- **ПОСТАВЛЕННОЕ ЗАДАНИЕ**:
Запишите дословно часть приведенного ниже фрагмента главы о «Компании Южных морей», начиная со слов «Второй крупный финансовый» и продолжая вплоть до слов «в Англии технологии.».

- **ФРАГМЕНТ ДОКУМЕНТА**:

____

ГЛАВА 3. «РОБИНЗОН КРУЗО» И «КОМПАНИЯ ЮЖНЫХ МОРЕЙ»

   Второй крупный финансовый пузырь, о котором помнят и который исследуют до сих пор, случился на рынке акций английской «Компании Южных морей» в 1720 году. Мы о нем сейчас поговорим, но прежде я расскажу о состоянии финансового сектора Англии в этот период. Считается, что в конце XVII века эта страна пережила финансовую революцию. Началось с того, что в 1685 году туда хлынули гугеноты, изгнанные из Франции. Они привезли с собой активы, оценивавшиеся в 3 млн фунтов, а также квалификации искусных ремесленников и неизвестные в Англии технологии.
   Акционерные общества существовали в стране с XVI века, но до 1690 года их акции были неторгуемыми и не могли принадлежать иностранцам. Перепродажа акций требовала разрешения специального комитета, который за сделку с «аутсайдерами» мог наложить пеню. Крупнейшими компаниями были «Ост-Индская компания» (East Indian Company)[11], Royal African и Hudson Bay, и в каждом случае акционерами являлись богатые физические лица, которые владели крупными пакетами акций. В те годы была возможна спекуляция только сырьевыми товарами, но широкая публика этим не занималась. Однако к концу XVII века акциями крупных компаний стали свободно торговать. Ликвидность их была сравнительно высокой. Известно, например, что скорость оборачиваемости 100% акций «Ост-Индской компании» составляла примерно два года. «Ост-Индская компания» с точки зрения реального бизнеса была очень успешной: те, кто вложились в ее акции в 1660 году, к 1688-му получили доходность на инвестиции в 1200% сверх традиционного процента.
   В 1687 году возникает волна создания новых компаний (или регистрации патентов)[12]. Она была вызвана следующим событием. Некий капитан Уильям Филиппс вернулся из плавания с 22 тоннами серебра и драгоценностями на борту, которые он поднял с затонувшего испанского корабля. После того как были выплачены доля государства и зарплаты и премии капитану и экипажу, инвесторы, которые спонсировали экспедицию, получили 190 тыс. фунтов, или 10 000% на вложенный капитал. Они озолотились, а Филиппсу, который до этого был пастухом, присвоили рыцарское звание. Моментально народились новые компании, созданные с целью поиска затонувших сокровищ или усовершенствования технологий погружения, и большинство из них разместило свои акции среди публики. Некоторые акции выросли в цене на 500%. Безумие прекратилось само собой, и акции дайвинговых компаний полностью обесценились, так как последующие экспедиции ничего ценного не нашли. Однако были и реальные научно-технические достижения: так, в это время изобрели водолазный костюм и водолазный колокол.

____

Часть файла данных
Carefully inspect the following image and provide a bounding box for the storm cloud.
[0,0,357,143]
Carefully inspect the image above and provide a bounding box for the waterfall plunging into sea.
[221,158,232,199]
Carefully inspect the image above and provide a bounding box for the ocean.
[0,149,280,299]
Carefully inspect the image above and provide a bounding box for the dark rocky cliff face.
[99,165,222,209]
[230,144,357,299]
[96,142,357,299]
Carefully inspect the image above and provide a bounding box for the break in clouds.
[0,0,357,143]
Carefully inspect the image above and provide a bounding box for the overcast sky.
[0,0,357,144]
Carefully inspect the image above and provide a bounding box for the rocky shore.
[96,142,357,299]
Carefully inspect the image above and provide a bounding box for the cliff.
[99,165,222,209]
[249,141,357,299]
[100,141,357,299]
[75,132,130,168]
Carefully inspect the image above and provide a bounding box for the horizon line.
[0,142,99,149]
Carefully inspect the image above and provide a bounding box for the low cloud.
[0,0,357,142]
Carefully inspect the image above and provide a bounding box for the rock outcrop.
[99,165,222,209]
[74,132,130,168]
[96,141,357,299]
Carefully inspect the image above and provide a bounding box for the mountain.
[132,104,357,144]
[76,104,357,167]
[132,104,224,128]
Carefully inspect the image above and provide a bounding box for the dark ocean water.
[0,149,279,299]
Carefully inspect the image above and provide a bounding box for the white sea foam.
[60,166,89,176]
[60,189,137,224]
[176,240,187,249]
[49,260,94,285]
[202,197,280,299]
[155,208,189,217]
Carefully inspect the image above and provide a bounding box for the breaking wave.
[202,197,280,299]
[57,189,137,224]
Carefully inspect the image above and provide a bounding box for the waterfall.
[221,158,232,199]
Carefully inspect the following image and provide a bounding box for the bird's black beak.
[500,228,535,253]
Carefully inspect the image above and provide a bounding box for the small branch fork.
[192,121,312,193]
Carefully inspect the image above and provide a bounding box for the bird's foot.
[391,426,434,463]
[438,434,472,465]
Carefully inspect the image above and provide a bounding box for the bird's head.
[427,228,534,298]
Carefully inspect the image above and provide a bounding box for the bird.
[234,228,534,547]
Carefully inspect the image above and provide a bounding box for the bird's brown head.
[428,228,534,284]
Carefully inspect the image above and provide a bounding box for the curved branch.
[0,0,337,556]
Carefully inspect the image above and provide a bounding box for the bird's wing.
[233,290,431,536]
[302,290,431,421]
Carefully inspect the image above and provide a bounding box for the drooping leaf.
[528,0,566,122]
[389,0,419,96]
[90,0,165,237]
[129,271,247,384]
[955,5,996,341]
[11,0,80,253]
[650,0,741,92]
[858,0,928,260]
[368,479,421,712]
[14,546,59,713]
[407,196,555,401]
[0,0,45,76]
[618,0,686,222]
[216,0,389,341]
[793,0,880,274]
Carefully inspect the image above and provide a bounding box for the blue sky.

____

- **ПИСЬМЕННЫЙ ОТВЕТ**:
Второй крупный финансовый пузырь, о котором помнят и который исследуют до сих пор, случился на рынке акций английской «Компании Южных морей» в 1720 году. Мы о нем сейчас поговорим, но прежде я расскажу о состоянии финансового сектора Англии в этот период. Считается, что в конце XVII века эта страна пережила финансовую революцию. Началось с того, что в 1685 году туда хлынули гугеноты, изгнанные из Франции. Они привезли с собой активы, оценивавшиеся в 3 млн фунтов, а также квалификации искусных ремесленников и неизвестные в Англии технологии.